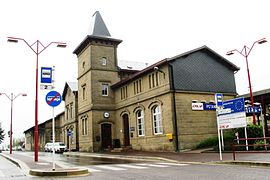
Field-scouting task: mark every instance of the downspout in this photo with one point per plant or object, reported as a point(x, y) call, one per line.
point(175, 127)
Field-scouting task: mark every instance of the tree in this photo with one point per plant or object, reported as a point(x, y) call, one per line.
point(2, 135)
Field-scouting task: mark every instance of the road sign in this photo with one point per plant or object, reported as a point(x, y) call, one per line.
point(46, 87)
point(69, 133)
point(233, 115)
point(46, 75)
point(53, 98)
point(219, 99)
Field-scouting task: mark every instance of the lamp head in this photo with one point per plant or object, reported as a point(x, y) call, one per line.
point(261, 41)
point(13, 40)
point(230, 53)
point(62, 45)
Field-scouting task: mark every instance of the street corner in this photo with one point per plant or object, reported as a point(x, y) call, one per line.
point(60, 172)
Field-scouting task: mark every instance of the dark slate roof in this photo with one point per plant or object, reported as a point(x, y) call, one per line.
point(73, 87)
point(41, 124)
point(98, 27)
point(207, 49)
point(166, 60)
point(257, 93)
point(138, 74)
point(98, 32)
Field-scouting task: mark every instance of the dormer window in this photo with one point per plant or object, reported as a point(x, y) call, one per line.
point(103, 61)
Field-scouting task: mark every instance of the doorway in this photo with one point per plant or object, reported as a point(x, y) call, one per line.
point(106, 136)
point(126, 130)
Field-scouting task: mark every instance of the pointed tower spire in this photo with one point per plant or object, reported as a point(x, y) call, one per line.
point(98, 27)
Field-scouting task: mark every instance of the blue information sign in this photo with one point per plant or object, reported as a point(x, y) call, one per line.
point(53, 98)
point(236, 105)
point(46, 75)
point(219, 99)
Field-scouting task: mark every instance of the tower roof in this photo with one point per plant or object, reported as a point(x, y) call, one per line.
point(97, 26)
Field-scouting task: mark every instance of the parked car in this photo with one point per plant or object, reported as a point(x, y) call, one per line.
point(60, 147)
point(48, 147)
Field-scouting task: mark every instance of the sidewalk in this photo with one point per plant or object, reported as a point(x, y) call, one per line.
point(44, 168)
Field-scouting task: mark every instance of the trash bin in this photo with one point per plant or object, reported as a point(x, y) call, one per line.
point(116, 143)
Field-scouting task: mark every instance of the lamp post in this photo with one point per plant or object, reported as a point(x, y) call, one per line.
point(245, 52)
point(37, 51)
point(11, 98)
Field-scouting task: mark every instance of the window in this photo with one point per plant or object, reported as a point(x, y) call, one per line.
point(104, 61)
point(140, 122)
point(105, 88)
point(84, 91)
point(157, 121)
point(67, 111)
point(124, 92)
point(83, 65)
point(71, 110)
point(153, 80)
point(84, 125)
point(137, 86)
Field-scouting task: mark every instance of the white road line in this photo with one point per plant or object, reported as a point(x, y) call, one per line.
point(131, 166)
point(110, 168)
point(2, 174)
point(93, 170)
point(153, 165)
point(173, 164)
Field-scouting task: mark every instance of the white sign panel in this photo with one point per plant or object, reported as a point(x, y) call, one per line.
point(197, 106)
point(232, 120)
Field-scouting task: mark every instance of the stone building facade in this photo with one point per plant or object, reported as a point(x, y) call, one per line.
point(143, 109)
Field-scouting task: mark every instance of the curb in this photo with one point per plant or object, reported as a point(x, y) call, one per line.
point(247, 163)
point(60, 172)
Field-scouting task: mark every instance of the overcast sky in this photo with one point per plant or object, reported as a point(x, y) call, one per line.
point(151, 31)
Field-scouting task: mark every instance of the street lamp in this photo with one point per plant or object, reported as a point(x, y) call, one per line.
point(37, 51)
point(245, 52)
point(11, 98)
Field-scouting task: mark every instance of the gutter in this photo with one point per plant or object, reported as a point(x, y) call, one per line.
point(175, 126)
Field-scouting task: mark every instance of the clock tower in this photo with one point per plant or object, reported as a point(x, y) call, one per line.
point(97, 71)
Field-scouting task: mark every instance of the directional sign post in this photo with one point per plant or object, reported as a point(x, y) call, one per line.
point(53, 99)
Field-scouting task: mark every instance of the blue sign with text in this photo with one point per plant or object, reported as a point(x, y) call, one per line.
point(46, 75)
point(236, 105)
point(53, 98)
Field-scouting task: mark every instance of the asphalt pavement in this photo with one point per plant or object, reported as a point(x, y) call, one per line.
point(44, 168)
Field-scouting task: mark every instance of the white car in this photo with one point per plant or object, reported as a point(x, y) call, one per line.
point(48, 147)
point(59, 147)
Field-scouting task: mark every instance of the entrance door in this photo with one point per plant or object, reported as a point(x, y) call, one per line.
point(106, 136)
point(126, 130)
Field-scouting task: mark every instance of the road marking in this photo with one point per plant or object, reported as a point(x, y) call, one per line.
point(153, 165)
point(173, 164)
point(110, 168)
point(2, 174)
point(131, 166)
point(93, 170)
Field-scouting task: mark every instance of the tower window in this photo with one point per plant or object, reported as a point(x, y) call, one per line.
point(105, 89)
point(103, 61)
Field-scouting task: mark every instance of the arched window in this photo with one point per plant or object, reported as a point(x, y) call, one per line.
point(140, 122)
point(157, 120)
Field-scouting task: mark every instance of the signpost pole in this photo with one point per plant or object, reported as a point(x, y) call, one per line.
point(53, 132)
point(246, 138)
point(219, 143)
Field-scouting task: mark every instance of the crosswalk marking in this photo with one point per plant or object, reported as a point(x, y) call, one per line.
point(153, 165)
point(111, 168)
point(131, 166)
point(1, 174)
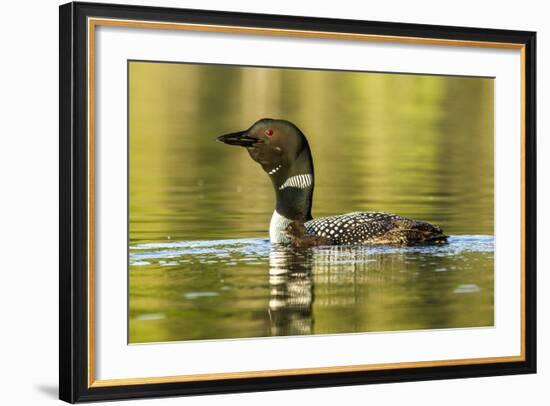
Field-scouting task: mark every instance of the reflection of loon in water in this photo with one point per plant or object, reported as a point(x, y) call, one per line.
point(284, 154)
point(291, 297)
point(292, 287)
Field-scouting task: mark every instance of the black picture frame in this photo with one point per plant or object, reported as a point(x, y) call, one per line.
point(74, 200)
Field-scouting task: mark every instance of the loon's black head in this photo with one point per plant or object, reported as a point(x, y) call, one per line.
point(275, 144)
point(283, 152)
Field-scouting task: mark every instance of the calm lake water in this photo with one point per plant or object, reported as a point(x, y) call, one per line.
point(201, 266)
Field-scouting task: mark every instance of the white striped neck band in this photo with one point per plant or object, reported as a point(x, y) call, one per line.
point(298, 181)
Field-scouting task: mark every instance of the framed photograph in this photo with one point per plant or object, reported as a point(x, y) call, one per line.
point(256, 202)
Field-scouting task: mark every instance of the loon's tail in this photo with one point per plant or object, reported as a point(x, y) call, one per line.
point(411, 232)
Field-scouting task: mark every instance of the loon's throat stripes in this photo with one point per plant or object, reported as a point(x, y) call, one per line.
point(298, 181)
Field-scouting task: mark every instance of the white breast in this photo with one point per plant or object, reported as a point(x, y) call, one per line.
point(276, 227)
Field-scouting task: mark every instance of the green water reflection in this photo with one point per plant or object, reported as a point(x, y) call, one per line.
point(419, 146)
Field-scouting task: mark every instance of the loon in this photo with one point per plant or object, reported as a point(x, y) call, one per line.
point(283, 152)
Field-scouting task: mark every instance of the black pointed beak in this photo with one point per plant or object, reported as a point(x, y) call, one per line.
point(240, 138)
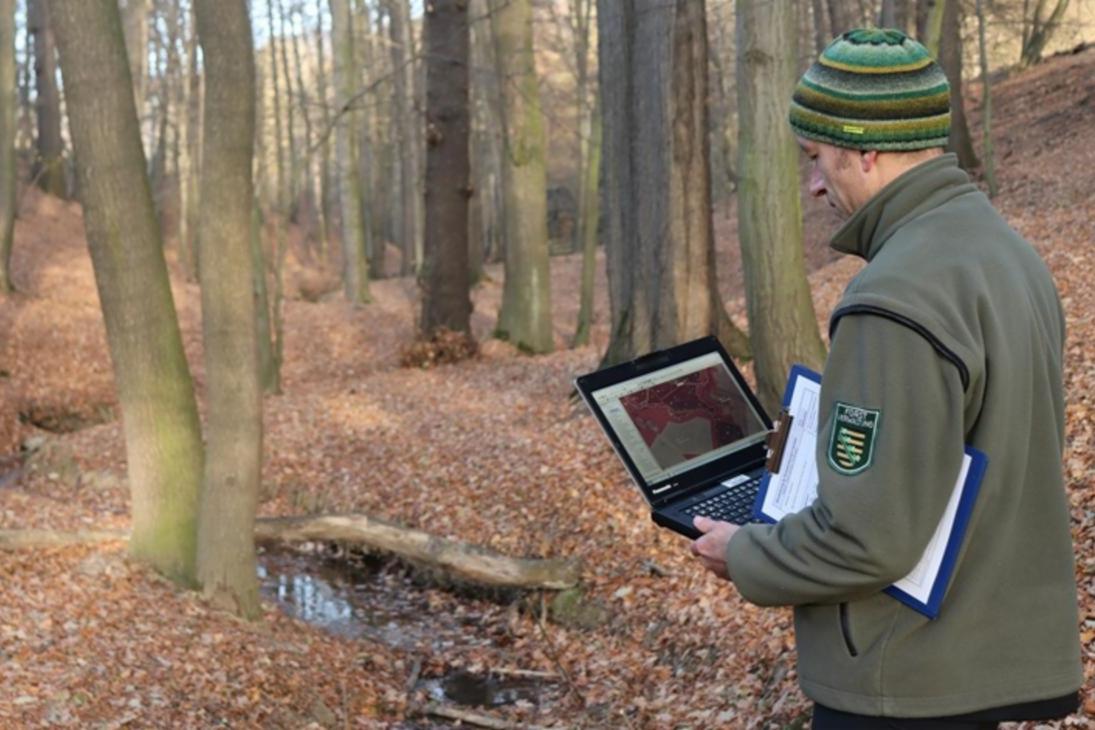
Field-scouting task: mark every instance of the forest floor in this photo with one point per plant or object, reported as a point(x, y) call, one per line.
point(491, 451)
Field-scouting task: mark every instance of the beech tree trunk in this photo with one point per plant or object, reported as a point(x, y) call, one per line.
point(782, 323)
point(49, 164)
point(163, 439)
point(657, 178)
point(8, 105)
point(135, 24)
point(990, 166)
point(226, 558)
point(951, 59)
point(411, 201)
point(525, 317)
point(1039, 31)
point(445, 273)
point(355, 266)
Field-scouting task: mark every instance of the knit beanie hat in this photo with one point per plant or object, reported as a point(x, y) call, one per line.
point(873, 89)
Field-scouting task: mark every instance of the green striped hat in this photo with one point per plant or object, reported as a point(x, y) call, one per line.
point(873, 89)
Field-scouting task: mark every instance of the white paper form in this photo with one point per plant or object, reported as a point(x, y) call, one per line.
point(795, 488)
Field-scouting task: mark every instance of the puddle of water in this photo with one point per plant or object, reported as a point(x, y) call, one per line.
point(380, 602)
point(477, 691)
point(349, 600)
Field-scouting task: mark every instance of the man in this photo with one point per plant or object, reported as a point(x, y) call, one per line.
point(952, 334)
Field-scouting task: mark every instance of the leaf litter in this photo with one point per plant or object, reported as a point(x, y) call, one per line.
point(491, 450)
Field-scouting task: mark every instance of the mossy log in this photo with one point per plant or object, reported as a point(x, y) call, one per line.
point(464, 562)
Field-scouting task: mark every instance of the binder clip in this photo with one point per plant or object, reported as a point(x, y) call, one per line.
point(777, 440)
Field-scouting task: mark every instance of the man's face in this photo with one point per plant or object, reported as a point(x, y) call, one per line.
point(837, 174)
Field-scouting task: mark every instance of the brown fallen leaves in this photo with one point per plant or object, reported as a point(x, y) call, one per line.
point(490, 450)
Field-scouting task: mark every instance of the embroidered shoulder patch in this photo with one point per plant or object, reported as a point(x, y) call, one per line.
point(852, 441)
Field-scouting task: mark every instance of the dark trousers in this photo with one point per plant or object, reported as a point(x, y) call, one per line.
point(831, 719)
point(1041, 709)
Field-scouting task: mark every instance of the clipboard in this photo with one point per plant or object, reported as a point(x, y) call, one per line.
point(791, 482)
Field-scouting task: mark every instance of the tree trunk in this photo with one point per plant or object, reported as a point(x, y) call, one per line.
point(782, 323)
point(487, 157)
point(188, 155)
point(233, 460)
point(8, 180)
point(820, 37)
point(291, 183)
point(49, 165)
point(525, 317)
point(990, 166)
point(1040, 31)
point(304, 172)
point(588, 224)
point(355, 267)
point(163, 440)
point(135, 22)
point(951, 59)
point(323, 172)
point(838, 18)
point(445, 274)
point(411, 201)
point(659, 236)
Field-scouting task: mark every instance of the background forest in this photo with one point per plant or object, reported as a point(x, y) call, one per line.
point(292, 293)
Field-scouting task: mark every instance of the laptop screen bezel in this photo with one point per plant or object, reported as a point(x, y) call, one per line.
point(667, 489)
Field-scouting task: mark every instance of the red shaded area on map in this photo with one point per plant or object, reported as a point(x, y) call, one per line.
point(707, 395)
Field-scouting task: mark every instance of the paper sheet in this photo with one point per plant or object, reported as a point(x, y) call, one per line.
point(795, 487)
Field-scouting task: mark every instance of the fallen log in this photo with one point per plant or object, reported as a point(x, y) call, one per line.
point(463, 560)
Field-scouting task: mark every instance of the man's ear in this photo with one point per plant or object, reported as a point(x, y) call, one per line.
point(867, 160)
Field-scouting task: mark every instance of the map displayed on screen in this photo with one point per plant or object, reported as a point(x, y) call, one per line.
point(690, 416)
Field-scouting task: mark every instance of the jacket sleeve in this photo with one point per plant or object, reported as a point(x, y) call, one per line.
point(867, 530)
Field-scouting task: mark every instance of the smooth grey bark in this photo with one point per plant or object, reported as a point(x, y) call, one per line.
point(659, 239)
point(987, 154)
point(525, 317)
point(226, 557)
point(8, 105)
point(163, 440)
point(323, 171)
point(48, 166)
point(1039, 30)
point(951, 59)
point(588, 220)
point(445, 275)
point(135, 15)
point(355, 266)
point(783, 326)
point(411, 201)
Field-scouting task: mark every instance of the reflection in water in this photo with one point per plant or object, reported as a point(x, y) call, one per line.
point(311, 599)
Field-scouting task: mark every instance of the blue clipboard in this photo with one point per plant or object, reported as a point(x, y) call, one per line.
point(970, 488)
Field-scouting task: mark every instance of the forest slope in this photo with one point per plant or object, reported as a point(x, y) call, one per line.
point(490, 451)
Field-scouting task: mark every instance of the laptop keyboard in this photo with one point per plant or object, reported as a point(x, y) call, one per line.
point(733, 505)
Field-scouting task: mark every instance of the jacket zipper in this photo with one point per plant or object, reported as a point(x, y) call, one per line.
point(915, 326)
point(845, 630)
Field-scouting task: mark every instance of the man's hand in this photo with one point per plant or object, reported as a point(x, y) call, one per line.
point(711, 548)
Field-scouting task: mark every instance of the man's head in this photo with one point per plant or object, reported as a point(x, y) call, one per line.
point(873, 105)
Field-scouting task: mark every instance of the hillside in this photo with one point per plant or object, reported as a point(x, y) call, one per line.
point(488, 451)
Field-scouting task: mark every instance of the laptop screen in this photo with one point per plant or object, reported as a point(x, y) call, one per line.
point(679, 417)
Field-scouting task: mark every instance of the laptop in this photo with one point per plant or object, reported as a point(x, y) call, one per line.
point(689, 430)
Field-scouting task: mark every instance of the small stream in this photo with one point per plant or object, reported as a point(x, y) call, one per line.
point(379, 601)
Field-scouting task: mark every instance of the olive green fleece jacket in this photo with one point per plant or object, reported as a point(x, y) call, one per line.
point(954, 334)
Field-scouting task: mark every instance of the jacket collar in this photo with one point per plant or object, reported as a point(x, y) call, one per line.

──────────

◆ Exercise brief ◆
Duplicate the data verbatim, beginning at the line that contains "Field-scouting task: mark every instance of the loon's black" and stopping after the line that contains "point(411, 232)".

◆ Task answer ◆
Field-scouting task: mark every instance of the loon's black head in this photo with one point per plant or object, reported as a point(x, y) call, one per line.
point(275, 144)
point(283, 152)
Field-scouting task: mark every instance of the calm lake water in this photo with one point per plant or object, reported as a point(x, y) call, one per line.
point(201, 266)
Field-scouting task: mark every instance of the white striped neck band in this photo with one point per plant or object, reported as a point(x, y) call, one per line.
point(298, 181)
Field-scouting task: mark every instance of the framed photograph in this photo with one point per plant or object, reported as a point(x, y) call, one per line.
point(256, 202)
Field-scouting task: mark every instance of the loon's tail in this photo with one point per plant or object, reported as a point(x, y) call, one per line.
point(411, 232)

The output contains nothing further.